• **DOCUMENT EXCERPT**

■ ■ ■ ■ ■

Right now, she says her agency employs around 60 home-care aides.
To teach its new hires, Family First Senior Care is using an online-based training company that's had its curriculum approved by the state, Ama says. She estimates the cost to train its new home-care aides ranges between $500 and $600 per person.
"We are helping people through it and we are hiring and people are saying, 'Oh wow, you are hiring someone who hasn't been through the training?'" she says. "There is no way we can't add costs to consumers—that is what will need to happen."
Godek says the new law has created somewhat of a catch-22 situation for both home-care agencies needing to hire and caregivers who weren't grandfathered in.
He says that some agencies here plan to take on the training of newly-hired home-care aides, like Family First Senior Care is doing, while others just won't hire people who don't meet the new requirements because of the expense to train them, he says.
"There's a missing piece here because some of these caregivers who work for specific agencies, a large majority of them are transient and maybe they worked for one agency, but their client dies and then they aren't getting any hours," Godek says. "Then they leave and go to a different agency, so it's like a wave in the sea—caregivers come and go, and so I can understand that it's difficult for a caregiving agency that might not want to put money into a caregiver, because if they aren't already trained, they won't get hired."
Not only did I-1163 increase the number of training hours needed to become a certified home-care aide, it also implements new, continuing-education hours that must be completed by such workers each year, says Goodwin. She says agencies now must provide 12 hours of such training annually.
"Normally, that's not difficult for most agencies to meet. However, the state Department of Social and Health Services has said that all continuing-education offerings have to be approved by them, and we have run into snags with them approving things," Goodwin says. "That is a function of this rule that is so unwieldy, because I'm not sure the state agencies were prepared for what it is to entail."
Family First Senior Care's Ama says her agency already had been providing continuing-education courses to its employees, but now is just waiting to see if DSHS approves the material it's using because of the new law.
For long-term care workers looking to take the additional training courses needed to become state-certified home-care aides, CNA Schools NW LLC, a vocational school that opened here a little more than a year ago, soon will begin offering home-care aide training courses, says its president Jim Byrnes.
Byrnes says the online-based curriculum CNA Schools NW will use to train people to become home-care aides already has been approved by DSHS.
He says students will learn the majority of the material on their own time, but also will be required take 16 hours of in-person training broken up into four four-hour segments to learn hands-on skills at the school's facility here, located at 1817 E. Springfield.
The overall course is three weeks long, he says, and it costs $350, compared with $750 for CNA Schools NW's certified nursing assistant program.
Byrnes says the school is encouraging anyone interested in taking the home-care aide training program to think about taking the CNA training sessions instead, because the training required to test to become a CNA is only 10 hours more than for a home-care aide.
While the vocational school's CNA course also costs $400 more than the home-care aide training, Byrnes asserts that because of the expanded employment opportunities for someone who's a CNA, the chances to advance and attain a higher salary also are much better.
Byrnes says that if demand grows for CNA Schools NW's new home-care aide course, the school might consider offering in-person classes.

■ ■ ■ ■ ■

From the passage on home-care aide training, copy the section that begins with the words "Family First Senior Care's" and ends with "president Jim Byrnes.", swapping "continuing-education courses" for "ongoing training courses". The records are not required for any of this work.

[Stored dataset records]
■ ■ ■ ■ ■

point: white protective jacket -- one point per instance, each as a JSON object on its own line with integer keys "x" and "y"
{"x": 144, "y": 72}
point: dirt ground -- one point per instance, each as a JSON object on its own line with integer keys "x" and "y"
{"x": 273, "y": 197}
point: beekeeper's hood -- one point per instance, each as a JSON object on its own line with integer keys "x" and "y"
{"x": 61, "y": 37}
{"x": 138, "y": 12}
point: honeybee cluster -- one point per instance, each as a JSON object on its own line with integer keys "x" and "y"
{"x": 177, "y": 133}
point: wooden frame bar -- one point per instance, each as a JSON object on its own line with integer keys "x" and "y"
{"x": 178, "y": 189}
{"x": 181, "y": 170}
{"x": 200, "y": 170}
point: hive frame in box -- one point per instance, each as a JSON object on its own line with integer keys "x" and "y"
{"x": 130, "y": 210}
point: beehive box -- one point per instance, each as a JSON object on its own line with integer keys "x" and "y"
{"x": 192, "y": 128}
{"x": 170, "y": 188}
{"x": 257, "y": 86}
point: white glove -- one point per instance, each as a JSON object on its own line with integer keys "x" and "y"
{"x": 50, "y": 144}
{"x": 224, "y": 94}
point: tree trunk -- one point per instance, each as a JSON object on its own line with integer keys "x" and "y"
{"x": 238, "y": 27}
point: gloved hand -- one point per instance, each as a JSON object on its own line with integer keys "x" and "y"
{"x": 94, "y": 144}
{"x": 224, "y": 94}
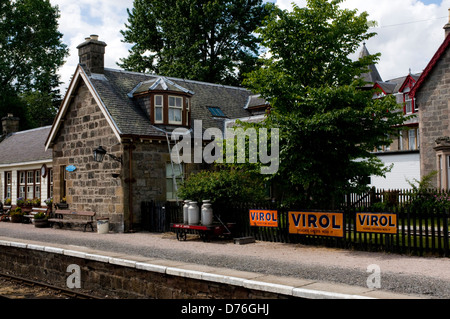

■ ■ ■ ■ ■

• **SOLUTION TO THIS TASK**
Family First Senior Care's Ama says her agency already had been providing ongoing training courses to its employees, but now is just waiting to see if DSHS approves the material it's using because of the new law.
For long-term care workers looking to take the additional training courses needed to become state-certified home-care aides, CNA Schools NW LLC, a vocational school that opened here a little more than a year ago, soon will begin offering home-care aide training courses, says its president Jim Byrnes.